◆ ACTIVITY ◆
Each line of the records has to be copied exactly, though the pictures must be left out.

=== Section Start ===

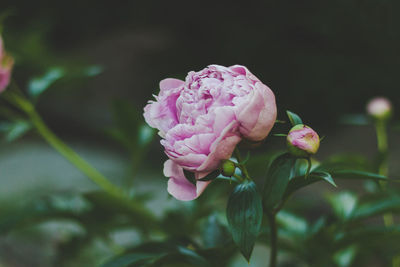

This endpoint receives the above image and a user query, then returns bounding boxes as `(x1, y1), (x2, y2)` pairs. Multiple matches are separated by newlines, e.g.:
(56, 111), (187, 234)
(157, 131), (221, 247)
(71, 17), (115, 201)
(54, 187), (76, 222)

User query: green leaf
(263, 153), (296, 210)
(326, 192), (358, 220)
(0, 193), (91, 234)
(0, 191), (158, 235)
(240, 151), (251, 165)
(83, 65), (104, 77)
(198, 170), (220, 181)
(246, 150), (282, 181)
(309, 216), (327, 236)
(276, 210), (308, 236)
(352, 195), (400, 220)
(183, 170), (196, 185)
(286, 110), (303, 126)
(149, 247), (209, 267)
(101, 241), (210, 267)
(340, 114), (370, 126)
(329, 170), (386, 181)
(226, 181), (263, 262)
(334, 245), (357, 267)
(292, 158), (313, 177)
(84, 191), (158, 231)
(197, 246), (237, 267)
(137, 124), (155, 148)
(202, 213), (230, 248)
(312, 171), (337, 187)
(335, 225), (400, 248)
(101, 253), (158, 267)
(282, 171), (336, 200)
(28, 67), (65, 98)
(0, 120), (32, 142)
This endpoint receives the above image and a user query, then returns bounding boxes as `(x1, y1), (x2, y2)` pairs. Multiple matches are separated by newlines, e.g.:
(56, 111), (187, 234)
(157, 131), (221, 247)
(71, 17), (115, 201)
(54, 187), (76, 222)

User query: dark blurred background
(0, 1), (400, 266)
(2, 0), (400, 130)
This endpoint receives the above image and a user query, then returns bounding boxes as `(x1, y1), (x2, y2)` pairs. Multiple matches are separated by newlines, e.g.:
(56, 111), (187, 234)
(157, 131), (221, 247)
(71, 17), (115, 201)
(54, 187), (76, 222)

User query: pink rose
(144, 64), (277, 201)
(0, 37), (14, 93)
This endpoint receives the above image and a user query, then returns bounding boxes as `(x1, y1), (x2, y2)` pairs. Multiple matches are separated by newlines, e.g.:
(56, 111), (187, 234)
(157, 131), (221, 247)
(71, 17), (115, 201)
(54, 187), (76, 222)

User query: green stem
(267, 212), (277, 267)
(305, 157), (312, 178)
(273, 197), (289, 214)
(234, 148), (251, 180)
(376, 120), (388, 176)
(233, 174), (245, 183)
(375, 120), (394, 227)
(5, 91), (124, 198)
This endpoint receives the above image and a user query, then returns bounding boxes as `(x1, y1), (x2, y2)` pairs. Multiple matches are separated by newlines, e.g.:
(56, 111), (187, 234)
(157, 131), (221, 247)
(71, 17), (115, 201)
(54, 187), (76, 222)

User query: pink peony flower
(144, 65), (277, 201)
(287, 124), (320, 157)
(366, 97), (392, 120)
(0, 37), (14, 93)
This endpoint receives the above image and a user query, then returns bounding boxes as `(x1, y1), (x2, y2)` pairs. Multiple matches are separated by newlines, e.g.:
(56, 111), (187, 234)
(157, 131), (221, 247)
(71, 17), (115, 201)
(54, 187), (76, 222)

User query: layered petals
(144, 64), (277, 200)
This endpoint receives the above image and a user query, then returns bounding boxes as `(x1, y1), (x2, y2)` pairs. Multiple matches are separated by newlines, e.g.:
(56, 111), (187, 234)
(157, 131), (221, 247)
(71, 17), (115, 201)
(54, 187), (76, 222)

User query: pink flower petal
(237, 83), (277, 141)
(164, 160), (210, 201)
(198, 120), (241, 171)
(160, 78), (184, 92)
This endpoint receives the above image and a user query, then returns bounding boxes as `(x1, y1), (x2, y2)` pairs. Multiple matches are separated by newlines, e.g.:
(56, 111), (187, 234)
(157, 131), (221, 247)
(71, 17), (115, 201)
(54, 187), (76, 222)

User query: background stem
(375, 120), (394, 227)
(376, 120), (388, 176)
(6, 91), (124, 198)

=== Section End ===

◆ RESULT OF THE TASK ◆
This endpoint receives the above image and a user query, then returns bounding boxes as `(x1, y1), (x2, y2)` pairs. Multiple matches are separated by newlines, e.g.:
(56, 111), (187, 234)
(157, 131), (221, 247)
(71, 17), (115, 201)
(54, 187), (76, 222)

User query: green leaf
(263, 153), (296, 210)
(326, 192), (358, 220)
(0, 193), (91, 234)
(0, 191), (158, 235)
(240, 151), (251, 165)
(83, 65), (104, 77)
(198, 170), (220, 181)
(246, 150), (282, 181)
(309, 216), (327, 236)
(276, 210), (308, 236)
(352, 195), (400, 220)
(183, 170), (196, 185)
(286, 110), (303, 126)
(149, 247), (209, 267)
(101, 241), (210, 267)
(340, 114), (370, 126)
(329, 170), (386, 181)
(226, 181), (263, 262)
(334, 245), (357, 267)
(292, 158), (313, 177)
(84, 191), (158, 231)
(197, 246), (237, 267)
(137, 124), (155, 148)
(202, 213), (230, 248)
(312, 171), (337, 187)
(335, 225), (400, 248)
(101, 253), (158, 267)
(282, 171), (336, 200)
(28, 67), (65, 98)
(0, 120), (32, 142)
This endpoint receives the above image and a user query, then returns bounding boxes as `(x1, y1), (x2, y2)` pairs. Multiple matches are separated by newlines, e.g.:
(56, 111), (187, 234)
(157, 131), (221, 247)
(71, 17), (115, 201)
(54, 187), (76, 222)

User query: dark blurred background
(0, 1), (400, 266)
(2, 0), (400, 130)
This endpoint receives the above image and a user query, then returns bounding boxes as `(x1, y1), (x2, y2)` pairs. Multiple matches are separated by newlines, e.g.:
(56, 111), (187, 234)
(157, 131), (221, 247)
(71, 17), (115, 201)
(54, 187), (76, 222)

User query: pink rose
(144, 64), (277, 201)
(0, 37), (14, 93)
This endpoint receives the above image and a user query, then returns bounding boxes as `(x1, y1), (x2, y2)` pairs. Multiple matches are separated by newlines, e.g.:
(56, 111), (187, 234)
(157, 131), (221, 247)
(71, 17), (115, 201)
(54, 187), (76, 222)

User query: green stem
(267, 212), (277, 267)
(305, 157), (312, 178)
(273, 197), (289, 214)
(234, 148), (251, 180)
(376, 120), (388, 176)
(233, 174), (245, 183)
(375, 120), (394, 227)
(5, 91), (124, 198)
This endpoint receives the above image and a user query, then returns bounding boxes as `(x1, y1), (x2, y2)` pairs. Multiple matches are separated by newlines, e.g.:
(56, 111), (187, 234)
(157, 131), (221, 247)
(71, 17), (115, 201)
(54, 187), (76, 222)

User query: pink peony flower
(144, 65), (277, 201)
(287, 124), (320, 157)
(366, 97), (392, 120)
(0, 37), (14, 93)
This endpoint receives the above image and a user query, then returns bounding boxes as `(x1, y1), (x2, y2)` pairs. Multiple matches are separated by newlines, e.g.:
(56, 111), (187, 234)
(157, 131), (221, 247)
(71, 17), (115, 201)
(54, 187), (76, 222)

User query: layered petals
(144, 64), (277, 200)
This endpoint receives the above image and a user query, then returns bounding boxes as `(x1, y1), (x2, y2)` pairs. Multiple matches are separated by newlines, e.g.:
(56, 111), (187, 234)
(157, 131), (221, 247)
(71, 17), (115, 201)
(54, 187), (76, 222)

User query: pink flower petal
(237, 83), (277, 141)
(164, 160), (210, 201)
(198, 120), (241, 171)
(160, 78), (184, 92)
This endpoint receives the above image and a user query, then returns bounding boxes as `(x1, y1), (x2, y2)` pairs. Multiple matches are separated by newlines, e.g.:
(56, 111), (187, 234)
(157, 131), (221, 247)
(71, 17), (115, 201)
(54, 187), (76, 222)

User query: background stem
(375, 120), (394, 227)
(376, 120), (388, 176)
(6, 91), (124, 198)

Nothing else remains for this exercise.